Locate the line that contains "of the green". Print it and every subsequent line through the final line of the records, exactly and only those.

───── Records for the task ─────

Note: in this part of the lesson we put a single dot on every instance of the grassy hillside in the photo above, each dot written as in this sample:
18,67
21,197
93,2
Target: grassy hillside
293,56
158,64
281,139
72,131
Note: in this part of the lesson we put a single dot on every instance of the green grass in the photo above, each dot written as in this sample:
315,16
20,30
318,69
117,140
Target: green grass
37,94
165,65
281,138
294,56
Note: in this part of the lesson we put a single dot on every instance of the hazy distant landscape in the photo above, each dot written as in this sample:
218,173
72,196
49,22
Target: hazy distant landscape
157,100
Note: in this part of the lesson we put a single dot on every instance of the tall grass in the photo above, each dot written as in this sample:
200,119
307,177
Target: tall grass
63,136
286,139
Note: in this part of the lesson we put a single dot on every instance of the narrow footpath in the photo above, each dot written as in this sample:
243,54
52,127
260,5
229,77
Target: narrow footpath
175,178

─────

### [Solution for this task]
Note: in this part of the lesson we put a single dot on every instance of the green grass in the photo above, each dot written as in this sample:
315,16
20,30
318,69
117,140
Target: green grass
37,94
165,65
281,138
294,56
Note: in this part of the lesson we put a single dot on every instance of the hazy distant landscape in the photo above, each dot written as in this sample:
218,173
72,196
49,22
Target: hazy distant landscape
157,100
Note: in this part of the lesson we put a single dot on every instance of the tall grass in the photo above, each dot written as in this sample:
200,119
307,177
Target: tall grass
63,136
286,139
Note: in this part of the lesson we put a single dot on every instance of the narrow footpath in the photo above, each dot written as in this sample:
243,54
52,127
260,5
229,77
Target: narrow footpath
175,178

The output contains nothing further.